Extrait donné >>
Référence : 2014 CAF 135

 

CORAM :      LA JUGE DAWSON

                        LA JUGE TRUDEL

                        LE JUGE NEAR

 

 

ENTRE :

WEBASTO PRODUCT NORTH AMERICA, INC.

appelante

et

SHASTA EQUITIES LTD. ET LORNE SHANDRO

intimés

 

 

Audience tenue à Vancouver (Colombie‑Britannique), le 12 décembre 2013

 

Jugement rendu à Ottawa (Ontario), le 22 mai 2014

MOTIFS DU JUGEMENT :

LE JUGE NEAR

 

 

Y SONT SOUSCRIT :

LA JUGE DAWSON

 

LA JUGE TRUDEL

 

 

 


 


Date : 20140522

 

Dossier : A-71-13

 

Référence : 2014 CAF 135

 

CORAM :      LA JUGE DAWSON

                        LA JUGE TRUDEL

                        LE JUGE NEAR

 

 

ENTRE :

WEBASTO PRODUCT NORTH AMERICA, INC.

appelante

et

SHASTA EQUITIES LTD. ET LORNE SHANDRO

intimés

 

MOTIFS DU JUGEMENT

 

LE JUGE NEAR

INTRODUCTION

[1]               L'appelante, Webasto Product North America, Inc., interjette appel de l'ordonnance du 30 janvier 2013, répertoriée sous la référence 2013 CF 101, par laquelle le juge Harrington (le juge des requêtes) a conclu que l'un des documents en cause dans un litige sous‑jacent était protégé par le secret professionnel de l'avocat et que les autres documents étaient protégés par le privilège relatif aux litiges. Par le fait même, le juge des requêtes a annulé l'ordonnance rendue le 30 novembre 2012 par le protonotaire Lafrenière (le protonotaire), qui avait conclu qu'aucun des documents n'était protégé par le privilège relatif aux litiges.

 

[2]               Pour les motifs exposés ci‑après, j'accueillerais l'appel en partie.

 

I.          LES FAITS

[3]               Pour les besoins du présent appel, un bref rappel des faits suffira.

 

[4]               Les intimés, Shasta Equities Ltd. et Lorne Shandro, sont propriétaires d'un yacht, l'Helios I, ou ont un droit sur ce dernier. Ce yacht était équipé d'un appareil de chauffage fabriqué par l'appelante, Webasto Product North America, Inc.

 

[5]               Le matin du 13 octobre 2009, un incendie a éclaté à bord de l'Helios I alors qu'il était amarré à la marina de Coal Harbour, à Vancouver, en Colombie‑Britannique. L'incendie a causé des dommages aux navires et aux biens qui se trouvaient aux alentours. Plus tard ce jour‑là, Paul Mendham, le courtier d'assurance des intimés, a été mis au courant de l'incendie et a pris contact avec Timothy McGivney, d'Aegis Marine Surveyors Ltd., et Chris Reed, de Sereca Fire Consulting Ltd. Il leur a confié le mandat de se rendre sur les lieux et d'enquêter sur les faits liés à la cause de l'incendie, en les avisant qu'il retiendrait sous peu les services d'un avocat qui leur donnerait des instructions et de qui ils relèveraient concernant leur enquête.

Lignes enregistrées
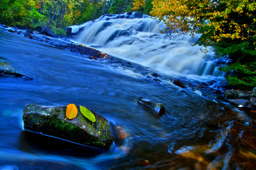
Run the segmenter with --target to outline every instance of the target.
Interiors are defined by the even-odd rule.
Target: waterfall
[[[213,57],[210,50],[204,53],[194,38],[176,36],[164,41],[160,30],[164,24],[146,15],[130,12],[108,14],[80,26],[73,26],[78,32],[76,42],[131,62],[153,68],[169,75],[182,75],[209,79],[223,79],[217,69],[225,64]]]

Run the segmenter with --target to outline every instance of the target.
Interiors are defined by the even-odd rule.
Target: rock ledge
[[[76,107],[79,108],[79,105]],[[109,149],[113,140],[108,120],[87,108],[95,116],[93,126],[79,109],[76,117],[65,120],[66,106],[28,105],[23,110],[24,128],[82,145]]]

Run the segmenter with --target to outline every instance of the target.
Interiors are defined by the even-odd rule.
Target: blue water
[[[236,165],[227,158],[234,148],[218,151],[230,144],[225,132],[232,120],[250,118],[227,116],[236,109],[201,95],[205,92],[174,86],[173,77],[161,73],[154,81],[150,68],[89,60],[2,30],[0,50],[0,61],[32,78],[0,76],[0,170],[221,169],[223,161],[228,169]],[[164,103],[167,113],[156,116],[137,104],[140,97]],[[121,127],[125,139],[101,153],[24,130],[26,104],[69,103],[106,117],[111,128]],[[220,115],[227,123],[220,129],[206,125]]]

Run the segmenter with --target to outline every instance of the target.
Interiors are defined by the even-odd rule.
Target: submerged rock
[[[244,107],[252,109],[252,106],[250,101],[245,99],[228,99],[228,101],[232,103],[237,105],[240,107]]]
[[[31,39],[36,40],[39,40],[39,37],[36,36],[36,35],[34,34],[34,33],[33,33],[32,30],[27,30],[25,33],[25,34],[24,35],[24,37],[26,37],[27,38],[29,38]]]
[[[96,118],[93,126],[79,109],[76,117],[65,120],[66,106],[27,105],[23,110],[24,128],[83,145],[109,149],[113,141],[108,120],[88,109]]]
[[[256,87],[254,87],[251,91],[251,97],[256,98]]]
[[[0,76],[1,75],[13,75],[18,77],[24,76],[18,72],[8,63],[0,61]]]
[[[242,90],[228,90],[224,93],[224,97],[227,99],[250,100],[251,96],[251,93]]]
[[[154,111],[158,114],[158,115],[161,115],[165,113],[164,105],[163,103],[154,102],[149,99],[141,97],[139,98],[138,102],[145,105],[152,109]]]
[[[40,33],[48,36],[49,37],[53,37],[54,38],[57,38],[57,36],[52,32],[50,29],[47,27],[45,27],[40,32]]]
[[[256,98],[252,98],[250,100],[250,102],[254,109],[256,109]]]
[[[185,88],[185,87],[186,87],[185,86],[185,85],[182,83],[182,82],[180,82],[180,80],[173,80],[173,84],[177,86],[181,87],[182,88]]]

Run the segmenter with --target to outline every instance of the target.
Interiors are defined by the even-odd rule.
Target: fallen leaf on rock
[[[81,105],[80,106],[81,113],[85,117],[92,121],[92,126],[93,126],[93,122],[95,122],[96,121],[95,116],[91,111],[87,109],[86,107],[82,106]]]
[[[70,104],[66,106],[66,116],[67,118],[70,119],[74,118],[77,115],[77,108],[73,104]]]

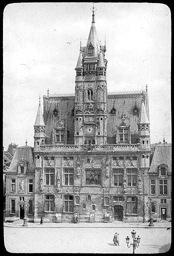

Objectif A >> Recopiez le passage du jugement qui s'ouvre sur les mots « [5]               Le matin » et se termine par « concernant leur enquête. ».
Objectif B >> D'après le jugement, quel jour l'incendie a-t-il éclaté à bord de l'Helios I ?
Ces lignes proviennent d'une autre source.

Solution rédigée A >>
[5]               Le matin du 13 octobre 2009, un incendie a éclaté à bord de l'Helios I alors qu'il était amarré à la marina de Coal Harbour, à Vancouver, en Colombie‑Britannique. L'incendie a causé des dommages aux navires et aux biens qui se trouvaient aux alentours. Plus tard ce jour‑là, Paul Mendham, le courtier d'assurance des intimés, a été mis au courant de l'incendie et a pris contact avec Timothy McGivney, d'Aegis Marine Surveyors Ltd., et Chris Reed, de Sereca Fire Consulting Ltd. Il leur a confié le mandat de se rendre sur les lieux et d'enquêter sur les faits liés à la cause de l'incendie, en les avisant qu'il retiendrait sous peu les services d'un avocat qui leur donnerait des instructions et de qui ils relèveraient concernant leur enquête.

Solution rédigée B >> Le matin du 13 octobre 2009.